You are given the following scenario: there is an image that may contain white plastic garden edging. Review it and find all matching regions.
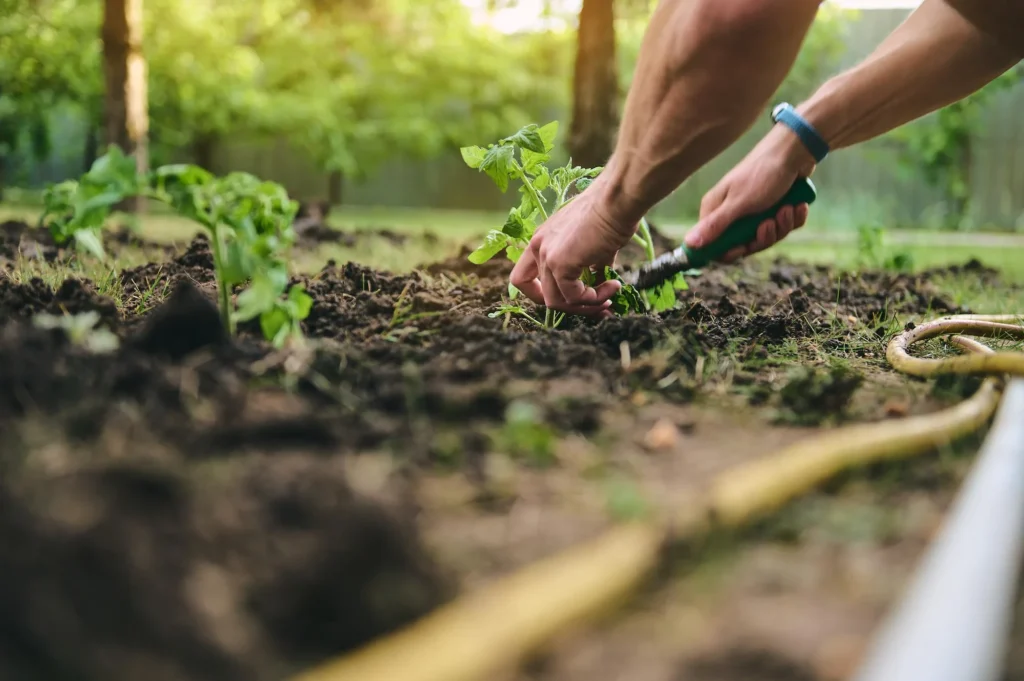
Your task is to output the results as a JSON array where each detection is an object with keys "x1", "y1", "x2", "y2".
[{"x1": 853, "y1": 379, "x2": 1024, "y2": 681}]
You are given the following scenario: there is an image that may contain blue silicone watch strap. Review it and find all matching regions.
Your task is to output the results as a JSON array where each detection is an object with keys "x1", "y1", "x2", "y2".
[{"x1": 771, "y1": 102, "x2": 828, "y2": 163}]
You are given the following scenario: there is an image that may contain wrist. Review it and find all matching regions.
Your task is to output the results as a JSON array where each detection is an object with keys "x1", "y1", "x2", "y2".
[
  {"x1": 764, "y1": 125, "x2": 817, "y2": 177},
  {"x1": 771, "y1": 103, "x2": 830, "y2": 164},
  {"x1": 591, "y1": 157, "x2": 650, "y2": 237}
]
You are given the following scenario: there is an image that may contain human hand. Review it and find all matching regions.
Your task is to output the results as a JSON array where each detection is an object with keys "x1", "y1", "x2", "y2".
[
  {"x1": 685, "y1": 128, "x2": 814, "y2": 262},
  {"x1": 509, "y1": 177, "x2": 637, "y2": 316}
]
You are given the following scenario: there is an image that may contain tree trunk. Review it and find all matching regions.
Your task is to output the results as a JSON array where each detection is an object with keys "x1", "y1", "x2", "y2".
[
  {"x1": 327, "y1": 170, "x2": 345, "y2": 206},
  {"x1": 102, "y1": 0, "x2": 150, "y2": 211},
  {"x1": 193, "y1": 134, "x2": 217, "y2": 172},
  {"x1": 82, "y1": 127, "x2": 99, "y2": 173},
  {"x1": 568, "y1": 0, "x2": 618, "y2": 168}
]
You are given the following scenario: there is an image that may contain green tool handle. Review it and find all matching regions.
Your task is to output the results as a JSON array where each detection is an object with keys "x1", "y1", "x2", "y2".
[{"x1": 683, "y1": 177, "x2": 818, "y2": 269}]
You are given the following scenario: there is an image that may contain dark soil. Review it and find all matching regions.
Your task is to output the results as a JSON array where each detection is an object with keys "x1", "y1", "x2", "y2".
[
  {"x1": 0, "y1": 220, "x2": 175, "y2": 262},
  {"x1": 0, "y1": 231, "x2": 991, "y2": 681}
]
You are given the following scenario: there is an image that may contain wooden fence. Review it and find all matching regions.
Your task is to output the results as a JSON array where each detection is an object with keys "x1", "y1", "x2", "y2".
[{"x1": 8, "y1": 9, "x2": 1024, "y2": 230}]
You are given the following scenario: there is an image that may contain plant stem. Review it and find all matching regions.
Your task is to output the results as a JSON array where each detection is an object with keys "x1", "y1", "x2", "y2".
[
  {"x1": 640, "y1": 217, "x2": 654, "y2": 262},
  {"x1": 210, "y1": 225, "x2": 234, "y2": 336},
  {"x1": 512, "y1": 159, "x2": 548, "y2": 220}
]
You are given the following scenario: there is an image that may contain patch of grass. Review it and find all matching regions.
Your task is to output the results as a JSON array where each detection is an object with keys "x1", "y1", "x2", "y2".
[
  {"x1": 0, "y1": 249, "x2": 130, "y2": 311},
  {"x1": 770, "y1": 240, "x2": 1024, "y2": 284}
]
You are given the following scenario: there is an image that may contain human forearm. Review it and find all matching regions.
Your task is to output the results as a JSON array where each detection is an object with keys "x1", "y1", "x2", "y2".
[
  {"x1": 790, "y1": 0, "x2": 1018, "y2": 150},
  {"x1": 603, "y1": 0, "x2": 819, "y2": 223}
]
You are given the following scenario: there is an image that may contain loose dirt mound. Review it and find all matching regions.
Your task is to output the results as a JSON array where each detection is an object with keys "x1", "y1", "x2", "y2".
[
  {"x1": 0, "y1": 238, "x2": 978, "y2": 681},
  {"x1": 0, "y1": 220, "x2": 175, "y2": 262}
]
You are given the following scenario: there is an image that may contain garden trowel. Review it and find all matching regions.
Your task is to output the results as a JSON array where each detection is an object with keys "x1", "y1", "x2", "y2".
[{"x1": 618, "y1": 177, "x2": 817, "y2": 290}]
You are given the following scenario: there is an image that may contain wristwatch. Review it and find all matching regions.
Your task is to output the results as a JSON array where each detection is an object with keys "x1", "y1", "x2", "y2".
[{"x1": 771, "y1": 101, "x2": 828, "y2": 163}]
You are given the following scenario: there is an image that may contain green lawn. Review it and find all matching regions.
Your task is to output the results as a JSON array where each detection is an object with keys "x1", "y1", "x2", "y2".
[{"x1": 6, "y1": 199, "x2": 1024, "y2": 284}]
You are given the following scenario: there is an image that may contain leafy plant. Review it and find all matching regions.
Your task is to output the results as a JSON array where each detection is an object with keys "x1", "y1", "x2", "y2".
[
  {"x1": 857, "y1": 224, "x2": 913, "y2": 272},
  {"x1": 499, "y1": 400, "x2": 557, "y2": 467},
  {"x1": 461, "y1": 121, "x2": 686, "y2": 328},
  {"x1": 42, "y1": 146, "x2": 312, "y2": 347}
]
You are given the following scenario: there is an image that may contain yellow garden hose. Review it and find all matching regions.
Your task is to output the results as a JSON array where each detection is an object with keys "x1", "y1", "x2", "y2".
[{"x1": 291, "y1": 315, "x2": 1024, "y2": 681}]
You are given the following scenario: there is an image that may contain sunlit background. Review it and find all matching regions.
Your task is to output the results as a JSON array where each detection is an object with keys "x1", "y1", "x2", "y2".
[{"x1": 0, "y1": 0, "x2": 1024, "y2": 233}]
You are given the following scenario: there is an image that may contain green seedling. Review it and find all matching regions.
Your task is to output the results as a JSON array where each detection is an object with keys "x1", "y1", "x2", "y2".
[
  {"x1": 32, "y1": 310, "x2": 120, "y2": 354},
  {"x1": 462, "y1": 121, "x2": 686, "y2": 329},
  {"x1": 42, "y1": 146, "x2": 312, "y2": 347},
  {"x1": 499, "y1": 400, "x2": 557, "y2": 468}
]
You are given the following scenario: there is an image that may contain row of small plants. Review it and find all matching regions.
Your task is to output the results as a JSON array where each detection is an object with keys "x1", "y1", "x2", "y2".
[
  {"x1": 41, "y1": 121, "x2": 686, "y2": 347},
  {"x1": 462, "y1": 121, "x2": 687, "y2": 328},
  {"x1": 42, "y1": 146, "x2": 312, "y2": 347}
]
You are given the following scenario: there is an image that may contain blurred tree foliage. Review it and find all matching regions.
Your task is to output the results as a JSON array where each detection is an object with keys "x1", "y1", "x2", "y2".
[
  {"x1": 889, "y1": 66, "x2": 1024, "y2": 229},
  {"x1": 0, "y1": 0, "x2": 856, "y2": 199},
  {"x1": 0, "y1": 0, "x2": 569, "y2": 184}
]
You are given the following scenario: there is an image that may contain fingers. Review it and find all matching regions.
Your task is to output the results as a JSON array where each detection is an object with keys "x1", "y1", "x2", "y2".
[
  {"x1": 545, "y1": 269, "x2": 622, "y2": 309},
  {"x1": 685, "y1": 202, "x2": 741, "y2": 248},
  {"x1": 722, "y1": 199, "x2": 809, "y2": 263},
  {"x1": 509, "y1": 244, "x2": 544, "y2": 305}
]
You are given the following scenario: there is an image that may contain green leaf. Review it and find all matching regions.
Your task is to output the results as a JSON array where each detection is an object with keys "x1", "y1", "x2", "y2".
[
  {"x1": 672, "y1": 272, "x2": 690, "y2": 291},
  {"x1": 503, "y1": 123, "x2": 548, "y2": 154},
  {"x1": 537, "y1": 121, "x2": 558, "y2": 152},
  {"x1": 480, "y1": 145, "x2": 515, "y2": 193},
  {"x1": 604, "y1": 267, "x2": 644, "y2": 314},
  {"x1": 469, "y1": 229, "x2": 509, "y2": 265},
  {"x1": 505, "y1": 242, "x2": 527, "y2": 262},
  {"x1": 259, "y1": 306, "x2": 291, "y2": 347},
  {"x1": 534, "y1": 167, "x2": 551, "y2": 191},
  {"x1": 520, "y1": 148, "x2": 551, "y2": 175},
  {"x1": 236, "y1": 274, "x2": 279, "y2": 322},
  {"x1": 74, "y1": 228, "x2": 106, "y2": 260},
  {"x1": 502, "y1": 208, "x2": 526, "y2": 239},
  {"x1": 645, "y1": 281, "x2": 677, "y2": 312},
  {"x1": 75, "y1": 189, "x2": 125, "y2": 215},
  {"x1": 459, "y1": 146, "x2": 487, "y2": 168},
  {"x1": 288, "y1": 284, "x2": 313, "y2": 321}
]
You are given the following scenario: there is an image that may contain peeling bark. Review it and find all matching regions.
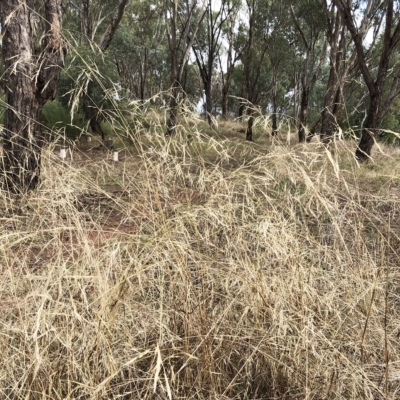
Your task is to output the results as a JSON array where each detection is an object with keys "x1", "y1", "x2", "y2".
[{"x1": 0, "y1": 0, "x2": 65, "y2": 193}]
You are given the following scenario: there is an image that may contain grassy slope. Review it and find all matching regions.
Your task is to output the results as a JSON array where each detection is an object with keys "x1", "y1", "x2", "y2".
[{"x1": 0, "y1": 117, "x2": 400, "y2": 399}]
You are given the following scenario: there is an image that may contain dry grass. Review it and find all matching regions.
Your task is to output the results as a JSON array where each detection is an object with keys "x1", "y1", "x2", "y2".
[{"x1": 0, "y1": 114, "x2": 400, "y2": 400}]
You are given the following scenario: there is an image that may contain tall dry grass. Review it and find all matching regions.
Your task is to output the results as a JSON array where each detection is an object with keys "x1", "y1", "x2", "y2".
[{"x1": 0, "y1": 113, "x2": 400, "y2": 399}]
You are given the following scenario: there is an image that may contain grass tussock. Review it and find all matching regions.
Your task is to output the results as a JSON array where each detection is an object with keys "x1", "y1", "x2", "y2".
[{"x1": 0, "y1": 119, "x2": 400, "y2": 400}]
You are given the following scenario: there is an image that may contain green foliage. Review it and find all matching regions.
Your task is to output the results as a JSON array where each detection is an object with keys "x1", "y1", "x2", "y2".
[{"x1": 42, "y1": 100, "x2": 84, "y2": 139}]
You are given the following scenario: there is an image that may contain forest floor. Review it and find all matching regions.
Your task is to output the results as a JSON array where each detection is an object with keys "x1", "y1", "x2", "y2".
[{"x1": 0, "y1": 121, "x2": 400, "y2": 399}]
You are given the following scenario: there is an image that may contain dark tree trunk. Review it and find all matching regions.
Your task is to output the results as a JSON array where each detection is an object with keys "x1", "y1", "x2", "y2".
[
  {"x1": 0, "y1": 0, "x2": 65, "y2": 193},
  {"x1": 272, "y1": 95, "x2": 278, "y2": 136},
  {"x1": 246, "y1": 107, "x2": 254, "y2": 142},
  {"x1": 298, "y1": 88, "x2": 309, "y2": 143},
  {"x1": 333, "y1": 0, "x2": 400, "y2": 161},
  {"x1": 165, "y1": 81, "x2": 180, "y2": 136},
  {"x1": 238, "y1": 101, "x2": 246, "y2": 119},
  {"x1": 83, "y1": 94, "x2": 106, "y2": 141},
  {"x1": 205, "y1": 81, "x2": 215, "y2": 129},
  {"x1": 82, "y1": 0, "x2": 129, "y2": 141},
  {"x1": 221, "y1": 82, "x2": 230, "y2": 119},
  {"x1": 356, "y1": 95, "x2": 382, "y2": 161}
]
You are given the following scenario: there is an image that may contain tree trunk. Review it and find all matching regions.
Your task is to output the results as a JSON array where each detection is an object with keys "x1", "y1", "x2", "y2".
[
  {"x1": 165, "y1": 81, "x2": 180, "y2": 136},
  {"x1": 0, "y1": 0, "x2": 65, "y2": 193},
  {"x1": 246, "y1": 107, "x2": 254, "y2": 142},
  {"x1": 298, "y1": 88, "x2": 309, "y2": 143},
  {"x1": 221, "y1": 85, "x2": 229, "y2": 119},
  {"x1": 356, "y1": 94, "x2": 382, "y2": 161},
  {"x1": 83, "y1": 94, "x2": 106, "y2": 142},
  {"x1": 205, "y1": 80, "x2": 216, "y2": 129},
  {"x1": 272, "y1": 94, "x2": 278, "y2": 136}
]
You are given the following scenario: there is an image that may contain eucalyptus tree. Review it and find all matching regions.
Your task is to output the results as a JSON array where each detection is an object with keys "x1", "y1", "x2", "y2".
[
  {"x1": 241, "y1": 0, "x2": 270, "y2": 141},
  {"x1": 217, "y1": 0, "x2": 246, "y2": 118},
  {"x1": 163, "y1": 0, "x2": 206, "y2": 136},
  {"x1": 193, "y1": 0, "x2": 238, "y2": 128},
  {"x1": 112, "y1": 1, "x2": 168, "y2": 103},
  {"x1": 289, "y1": 0, "x2": 327, "y2": 142},
  {"x1": 68, "y1": 0, "x2": 129, "y2": 140},
  {"x1": 333, "y1": 0, "x2": 400, "y2": 161},
  {"x1": 265, "y1": 1, "x2": 295, "y2": 136},
  {"x1": 0, "y1": 0, "x2": 66, "y2": 193}
]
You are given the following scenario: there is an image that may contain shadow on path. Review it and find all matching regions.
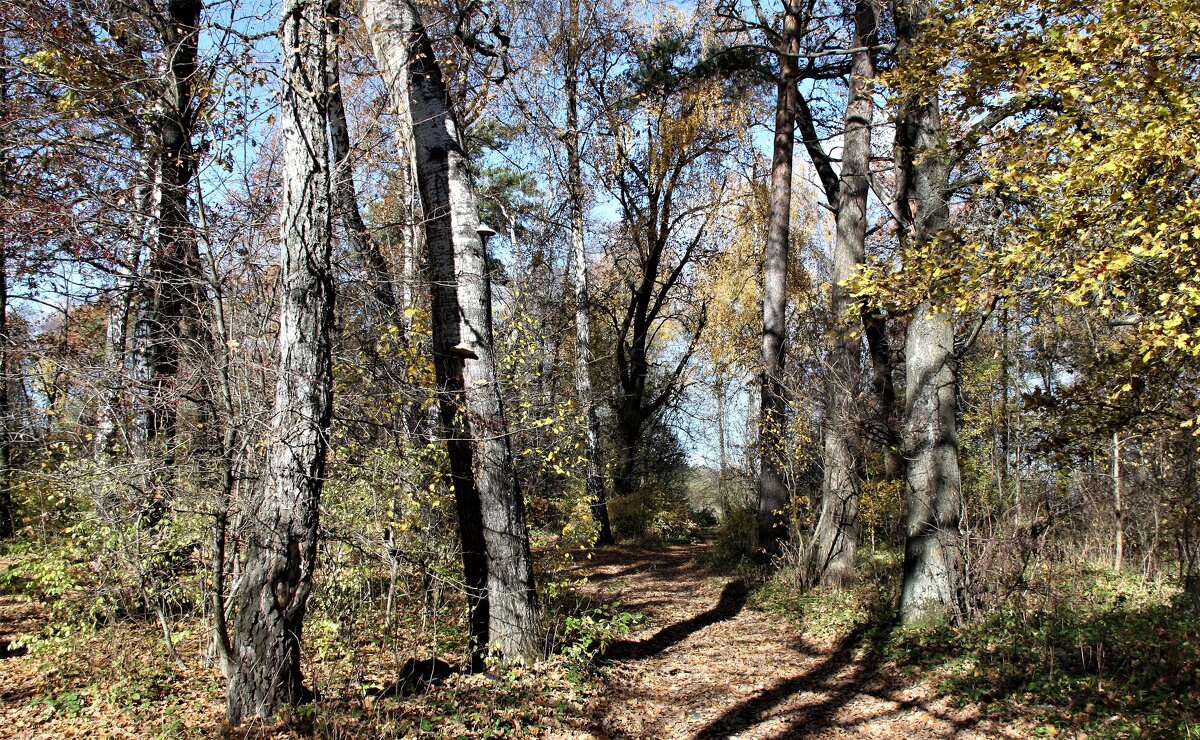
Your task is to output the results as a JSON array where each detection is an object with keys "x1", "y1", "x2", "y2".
[
  {"x1": 694, "y1": 625, "x2": 978, "y2": 740},
  {"x1": 596, "y1": 580, "x2": 749, "y2": 666}
]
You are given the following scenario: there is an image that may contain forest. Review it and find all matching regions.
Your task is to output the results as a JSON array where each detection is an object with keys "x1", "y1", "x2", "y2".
[{"x1": 0, "y1": 0, "x2": 1200, "y2": 740}]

• • •

▸ **WHAT THE TASK REQUIRES**
Leave out every picture, and copy exactly the lines from the line that contains "tree. Review it and find all matching regions." through the end of the material.

▸ **WORKED SOLUTION**
You are given the following scenario: there is an image that may contain eucalyptus tree. Review it and find all matching regions.
Your task is to output the results as a JSON array where each detection is an object with keys "x1", "y1", "x2", "y2".
[
  {"x1": 241, "y1": 0, "x2": 270, "y2": 141},
  {"x1": 217, "y1": 0, "x2": 246, "y2": 118},
  {"x1": 163, "y1": 0, "x2": 206, "y2": 136},
  {"x1": 193, "y1": 0, "x2": 238, "y2": 128},
  {"x1": 112, "y1": 1, "x2": 168, "y2": 103},
  {"x1": 289, "y1": 0, "x2": 327, "y2": 142},
  {"x1": 68, "y1": 0, "x2": 129, "y2": 140},
  {"x1": 333, "y1": 0, "x2": 400, "y2": 161},
  {"x1": 265, "y1": 1, "x2": 295, "y2": 136},
  {"x1": 0, "y1": 0, "x2": 66, "y2": 193}
]
You are given the following scenario: there is an image that may contain shadow on path. Review it and find all matching regions.
Your task is to output the results as a JSON array where each detection is an object with keys "x1", "y1", "x2", "y2".
[
  {"x1": 694, "y1": 625, "x2": 978, "y2": 740},
  {"x1": 596, "y1": 580, "x2": 749, "y2": 666}
]
You are given the following scenario: there is an image that may contain forest. Review it and find all matching regions.
Your task is to output the results as a JSON array where each detection is an object with keys "x1", "y1", "x2", "y2".
[{"x1": 0, "y1": 0, "x2": 1200, "y2": 740}]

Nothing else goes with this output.